## PROMPT
Only the lines from the line containing "Practice: put a marker on each instance of the blue painted" to the end of the entries should be repeated, exactly as they appear.

## SOURCE MATERIAL
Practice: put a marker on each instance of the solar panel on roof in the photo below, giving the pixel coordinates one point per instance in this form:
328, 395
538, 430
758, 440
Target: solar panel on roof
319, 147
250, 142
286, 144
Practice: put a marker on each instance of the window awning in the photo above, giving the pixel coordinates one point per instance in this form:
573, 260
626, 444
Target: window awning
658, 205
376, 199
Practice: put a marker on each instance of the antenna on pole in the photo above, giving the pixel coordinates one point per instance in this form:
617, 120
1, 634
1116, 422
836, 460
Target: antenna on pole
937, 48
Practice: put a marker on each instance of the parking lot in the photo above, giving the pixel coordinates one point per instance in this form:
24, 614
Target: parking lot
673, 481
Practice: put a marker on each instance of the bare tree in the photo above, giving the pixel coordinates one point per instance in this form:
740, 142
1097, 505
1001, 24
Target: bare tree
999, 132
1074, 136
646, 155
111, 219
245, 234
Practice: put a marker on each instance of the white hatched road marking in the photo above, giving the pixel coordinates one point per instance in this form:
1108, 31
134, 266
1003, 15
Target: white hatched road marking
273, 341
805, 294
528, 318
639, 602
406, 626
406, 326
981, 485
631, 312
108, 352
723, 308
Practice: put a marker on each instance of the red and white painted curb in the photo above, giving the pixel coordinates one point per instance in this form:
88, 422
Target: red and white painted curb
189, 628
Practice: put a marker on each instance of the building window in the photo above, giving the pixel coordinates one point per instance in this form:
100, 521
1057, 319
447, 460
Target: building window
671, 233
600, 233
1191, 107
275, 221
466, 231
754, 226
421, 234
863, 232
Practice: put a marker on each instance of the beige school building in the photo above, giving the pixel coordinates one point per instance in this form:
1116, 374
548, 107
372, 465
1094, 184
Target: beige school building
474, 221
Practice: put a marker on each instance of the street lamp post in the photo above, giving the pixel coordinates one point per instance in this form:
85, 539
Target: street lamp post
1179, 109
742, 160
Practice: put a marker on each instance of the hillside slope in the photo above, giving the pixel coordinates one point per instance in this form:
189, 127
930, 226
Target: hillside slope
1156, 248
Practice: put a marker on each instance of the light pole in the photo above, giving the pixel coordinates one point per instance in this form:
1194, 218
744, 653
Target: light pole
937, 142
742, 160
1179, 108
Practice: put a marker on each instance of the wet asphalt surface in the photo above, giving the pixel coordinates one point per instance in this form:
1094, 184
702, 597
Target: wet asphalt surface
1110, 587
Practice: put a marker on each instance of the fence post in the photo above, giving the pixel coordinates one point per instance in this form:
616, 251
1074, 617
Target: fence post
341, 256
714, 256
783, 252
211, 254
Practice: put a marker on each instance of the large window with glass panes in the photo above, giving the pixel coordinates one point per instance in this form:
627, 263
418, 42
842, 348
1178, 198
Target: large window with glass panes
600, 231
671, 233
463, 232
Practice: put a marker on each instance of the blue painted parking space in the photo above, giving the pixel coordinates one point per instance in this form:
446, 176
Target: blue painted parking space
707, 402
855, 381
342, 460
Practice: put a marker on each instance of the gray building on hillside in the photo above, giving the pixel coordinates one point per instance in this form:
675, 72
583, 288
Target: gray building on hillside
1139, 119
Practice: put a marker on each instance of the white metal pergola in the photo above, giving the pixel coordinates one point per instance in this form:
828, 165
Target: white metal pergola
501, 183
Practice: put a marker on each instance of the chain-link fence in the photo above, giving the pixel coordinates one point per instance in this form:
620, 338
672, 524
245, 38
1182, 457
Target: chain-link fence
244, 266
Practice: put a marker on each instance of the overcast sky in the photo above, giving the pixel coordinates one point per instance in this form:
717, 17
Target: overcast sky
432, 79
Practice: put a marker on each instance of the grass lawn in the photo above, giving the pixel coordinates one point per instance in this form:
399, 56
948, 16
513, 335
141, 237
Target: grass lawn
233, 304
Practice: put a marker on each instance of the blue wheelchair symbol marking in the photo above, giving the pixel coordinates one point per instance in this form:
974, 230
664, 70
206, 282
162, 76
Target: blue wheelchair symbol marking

## COMPLETE OUTPUT
Practice: put a marker on each instance of the blue painted parking space in the photo above, giving the pixel coordinates one point per instance in this form:
446, 176
Target: blue painted parking space
707, 402
855, 381
342, 460
Practice: put a marker on each instance of the gray building on hillside in the photo above, giving the pixel coordinates one point per instance in this form:
675, 72
583, 288
Target: gray building on hillside
1139, 119
Practice: put a marker on each instance of the white metal pergola in the photo above, giving the pixel coordinates one point per instance in this form:
828, 165
Target: white metal pergola
501, 183
Practice: put a marker on each instance of the chain-link fence in the photo above, giving the pixel coordinates one point per instance in this form:
620, 338
672, 524
245, 38
1182, 457
Target: chain-link fence
244, 266
Practice: put a marker on each instance of the overcast sky in the photo above, giving the pixel coordinates one point per instance in this form:
717, 17
Target: overcast sky
432, 79
Practice: put a marker on each instance of the grass lawn in the photo above, giving the pixel coordinates one point per instance in this form:
399, 56
948, 16
513, 335
141, 237
Target: grass lawn
233, 304
Practice: put a marker on each instance of the blue wheelchair symbol marking in the photo above, giving the pixel coordinates one point per instance in this form:
974, 230
664, 70
206, 282
162, 76
Target: blue wheelchair symbol marking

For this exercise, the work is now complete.